*** Opening of Records for the exercise ***
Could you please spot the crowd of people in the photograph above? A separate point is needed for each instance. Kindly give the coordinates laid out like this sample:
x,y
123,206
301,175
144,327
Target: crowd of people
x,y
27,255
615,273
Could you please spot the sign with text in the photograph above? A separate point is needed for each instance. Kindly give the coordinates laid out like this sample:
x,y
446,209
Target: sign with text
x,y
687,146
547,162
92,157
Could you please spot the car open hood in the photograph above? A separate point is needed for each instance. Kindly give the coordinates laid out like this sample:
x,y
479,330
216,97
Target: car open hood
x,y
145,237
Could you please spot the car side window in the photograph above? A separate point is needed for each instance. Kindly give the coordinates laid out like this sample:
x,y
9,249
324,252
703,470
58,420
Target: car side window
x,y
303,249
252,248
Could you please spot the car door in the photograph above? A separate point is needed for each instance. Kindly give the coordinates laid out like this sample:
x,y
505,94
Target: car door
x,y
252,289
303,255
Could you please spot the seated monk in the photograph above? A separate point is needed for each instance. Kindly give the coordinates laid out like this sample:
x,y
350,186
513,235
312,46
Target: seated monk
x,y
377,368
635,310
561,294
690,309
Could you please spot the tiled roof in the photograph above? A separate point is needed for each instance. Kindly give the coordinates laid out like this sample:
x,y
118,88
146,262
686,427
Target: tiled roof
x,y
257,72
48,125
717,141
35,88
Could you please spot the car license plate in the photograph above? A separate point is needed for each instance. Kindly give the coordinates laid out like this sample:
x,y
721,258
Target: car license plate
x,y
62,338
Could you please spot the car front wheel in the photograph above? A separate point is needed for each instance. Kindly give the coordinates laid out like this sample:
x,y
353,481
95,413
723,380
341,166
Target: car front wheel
*** Close of Records for the exercise ***
> Work instruction
Take the records above and copy them out exactly.

> Task output
Could you please spot the crowd of people in the photograph above? A separate point is needed for each instance. Kindly give the coordinates laid out like this sample:
x,y
123,206
301,175
144,327
Target: crowd of people
x,y
27,255
615,273
Could you please spot the sign with text in the photograph above? A separate point is needed for each instance. Kindly give the coordinates laid out like this sample:
x,y
446,209
Target: sign with text
x,y
687,146
547,162
92,157
Could you please spot the car open hood in the photograph above? A separate point is needed for each instance. Kindly give the coordinates laid out like this sample:
x,y
479,330
216,97
Target: car open hood
x,y
145,237
Could you please spot the car side window in the photograph above? A separate point is needed for each instance. Kindly give the coordinates laid out like this sample:
x,y
9,249
324,252
703,470
58,420
Target: car side window
x,y
303,249
252,248
Could you please spot the car door in the photograph above? A separate point is needed for each instance. Kindly give the coordinates laid out like this sample:
x,y
505,94
Target: car door
x,y
252,289
303,255
Could you please spot the seated monk in the photograph above? A separate point is needed for each instance. Kindly give the coordinates laid out like this sample:
x,y
350,186
513,235
312,46
Target: seated monk
x,y
377,368
635,310
561,294
690,309
Could you please spot the tiled roof in the photograph above? A separate point is needed for each instance. Kindly give the coordinates laid out like this sample:
x,y
118,88
146,262
686,427
Target: tiled roof
x,y
257,72
48,125
717,141
35,88
Could you please spot the car license plate in the photograph above? A separate point is needed for each instance. Kindly give the coordinates laid out like this sample:
x,y
721,258
Target: car license plate
x,y
62,338
Could you please spot the car front wheel in the photograph above? A separate point is needed for each instance. Kindly give the coordinates laid out like this sample:
x,y
353,481
95,413
723,380
341,166
Target: car front wheel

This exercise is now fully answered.